The expected output is every line of the data exactly as shown, minus the images.
[DATASET EXTRACT — start]
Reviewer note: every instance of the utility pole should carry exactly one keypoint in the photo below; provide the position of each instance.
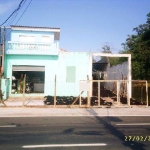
(2, 68)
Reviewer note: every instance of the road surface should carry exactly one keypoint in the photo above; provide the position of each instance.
(75, 133)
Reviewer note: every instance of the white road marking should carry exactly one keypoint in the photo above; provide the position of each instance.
(64, 145)
(8, 126)
(133, 124)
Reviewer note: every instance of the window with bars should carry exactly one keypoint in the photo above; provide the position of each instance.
(70, 74)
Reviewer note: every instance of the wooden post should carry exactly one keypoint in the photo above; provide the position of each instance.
(55, 92)
(77, 99)
(98, 93)
(146, 94)
(24, 86)
(88, 93)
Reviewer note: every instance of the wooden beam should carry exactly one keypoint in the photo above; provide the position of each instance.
(76, 98)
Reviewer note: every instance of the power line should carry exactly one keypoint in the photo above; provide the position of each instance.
(19, 6)
(24, 12)
(15, 15)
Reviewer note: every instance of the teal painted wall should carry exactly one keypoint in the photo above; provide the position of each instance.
(54, 65)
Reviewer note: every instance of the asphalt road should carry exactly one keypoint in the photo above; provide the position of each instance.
(75, 133)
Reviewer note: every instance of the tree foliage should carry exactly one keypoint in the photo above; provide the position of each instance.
(138, 45)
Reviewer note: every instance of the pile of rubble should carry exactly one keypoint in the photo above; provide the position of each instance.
(107, 99)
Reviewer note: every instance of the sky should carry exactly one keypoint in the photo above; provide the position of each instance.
(85, 25)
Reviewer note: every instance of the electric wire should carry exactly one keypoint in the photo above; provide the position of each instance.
(19, 17)
(24, 12)
(15, 15)
(19, 6)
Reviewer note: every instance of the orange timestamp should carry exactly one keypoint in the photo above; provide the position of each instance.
(137, 138)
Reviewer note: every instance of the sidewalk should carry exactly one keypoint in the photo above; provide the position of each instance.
(36, 108)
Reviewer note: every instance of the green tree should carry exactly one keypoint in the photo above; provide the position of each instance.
(138, 45)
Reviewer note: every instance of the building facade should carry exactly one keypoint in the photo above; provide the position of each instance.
(34, 52)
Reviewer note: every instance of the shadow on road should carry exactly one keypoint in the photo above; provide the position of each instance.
(114, 131)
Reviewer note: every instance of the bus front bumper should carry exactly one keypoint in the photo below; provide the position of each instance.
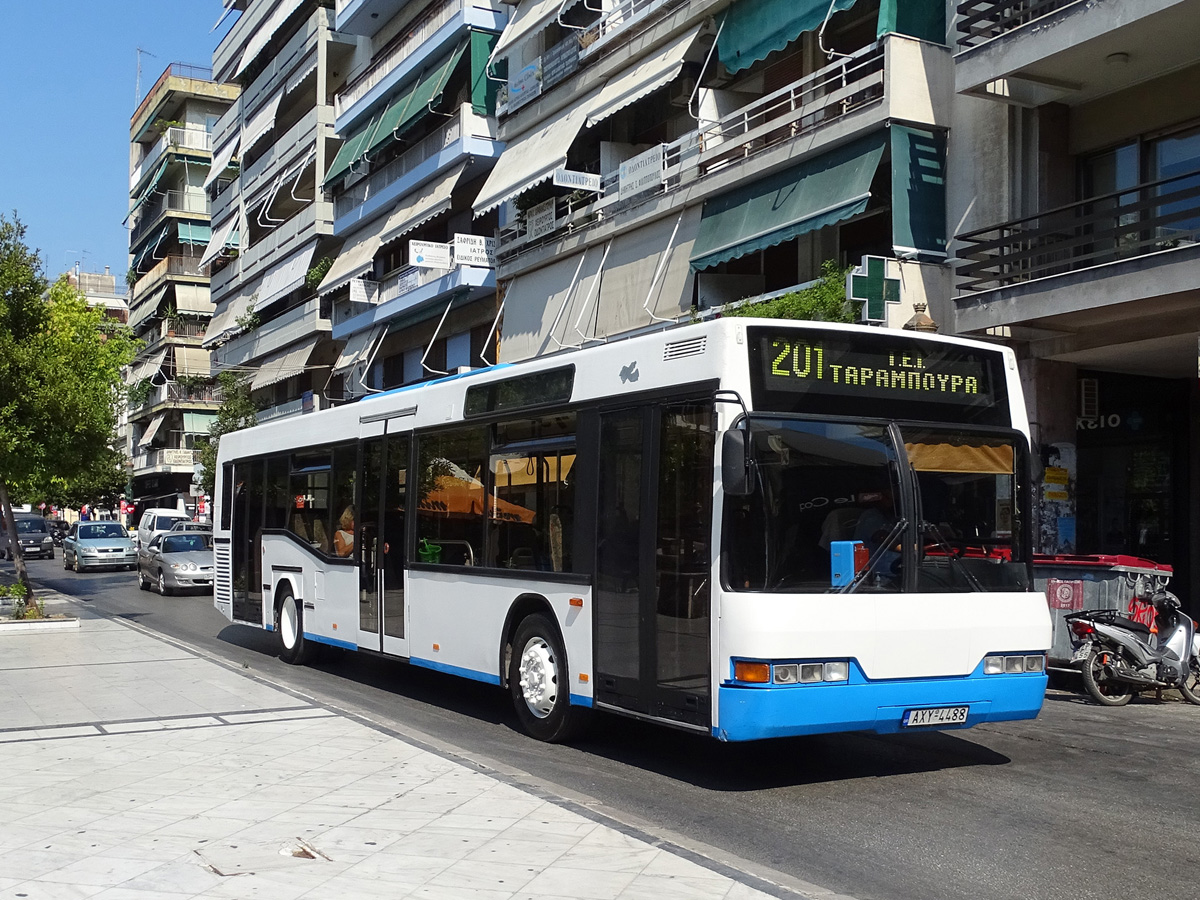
(751, 713)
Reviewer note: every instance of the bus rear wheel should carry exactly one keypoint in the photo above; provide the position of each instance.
(540, 683)
(289, 627)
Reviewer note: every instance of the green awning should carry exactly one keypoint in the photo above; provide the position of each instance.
(917, 18)
(198, 423)
(751, 29)
(414, 101)
(918, 191)
(775, 209)
(148, 191)
(195, 233)
(353, 149)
[DATASET EXTRACT — finish]
_WRITTEN ANSWER_
Reviewer note: every instance of the utility pole should carry exactly one keypoint in the photo below; provide the position of each instance.
(2, 68)
Reviewer note: every instance of the road surface should carry exactly one keypoint in the photo above; provide the position of each instance.
(75, 133)
Reviewer note: every instance of the white road marking should carry exactly one keypoint in the photo above; provide the position of each instance.
(64, 145)
(8, 126)
(133, 124)
Reviewer note: every instance of the window with bars should carry exactly one keypoint in the photo above; provide the position of each instance.
(70, 74)
Reviewer note: every instance of the wooden post should carry exactly one keypoint in the photo above; provide the position of each instance.
(55, 92)
(77, 99)
(98, 93)
(146, 94)
(24, 86)
(88, 93)
Reviewer note: every instance of the wooden beam should carry exactly one keypoint in the photo above; provide the position of each instance.
(76, 98)
Reviewer note: every instance of the power line should carry exactly one keypoint in the photo above; provide the position of each instance.
(19, 6)
(24, 12)
(15, 15)
Reviewer note: every instance of the teal painted wall should carry exactly one keypoint in the photo above; provide the position of each instance.
(54, 65)
Reviewer note: every instance of the asphalt road should carry exactly one keypoint in the photo above; provide the position of each instance.
(75, 133)
Reviewer note: every instance of the tree foliage should carry exactly one keypoint in the photo above; provide the position of each instance.
(138, 45)
Reviewer note: every instance of the pile of rubble should carry exactly one keypoint in the photo above; provide the position of each instance.
(107, 99)
Reviewer note: every instance of the sky should carry exactly one keypoint in the photo above; provide the position of each instance.
(85, 25)
Reviewer note: every instance of the electric wire should carry exactly one keypoint in the photo above; provide the position of each instance.
(19, 17)
(24, 12)
(15, 15)
(19, 6)
Reviewer note: every instance of the orange timestamp should carry exactly one keypoint in the photo above; provide the position of each instance.
(137, 138)
Reviewer note: every instance of the sidewalk should carry exactly one keypoint in the photo above; provide the position of each instance.
(36, 108)
Reviewer note: every instance of the green tree should carry exactly one keypoint in the photo above; provide the position of each instance.
(138, 45)
Reviewer note: every instance of the building facade should carry exactly one keypoint in the photo above; provide the position of each instance.
(34, 52)
Reviewer note: every instance of the shadow on road should carry exactly one keypoint in the photo above; provide the position of each instance.
(114, 131)
Reviewer note: every instance of the bus front bumper should carry exactly one keypoint in the photo below; provide the position of each instance.
(751, 713)
Reviewer note: every instance of the bus rear wheel should carry exactly one keypoint in the photo above; provide the position of each instance.
(540, 683)
(289, 627)
Reviewer note: every instance of the green awning should carry exactly one keypoint in the photo above; provide the position of each instance.
(917, 18)
(198, 423)
(751, 29)
(414, 101)
(918, 191)
(775, 209)
(148, 191)
(195, 233)
(353, 149)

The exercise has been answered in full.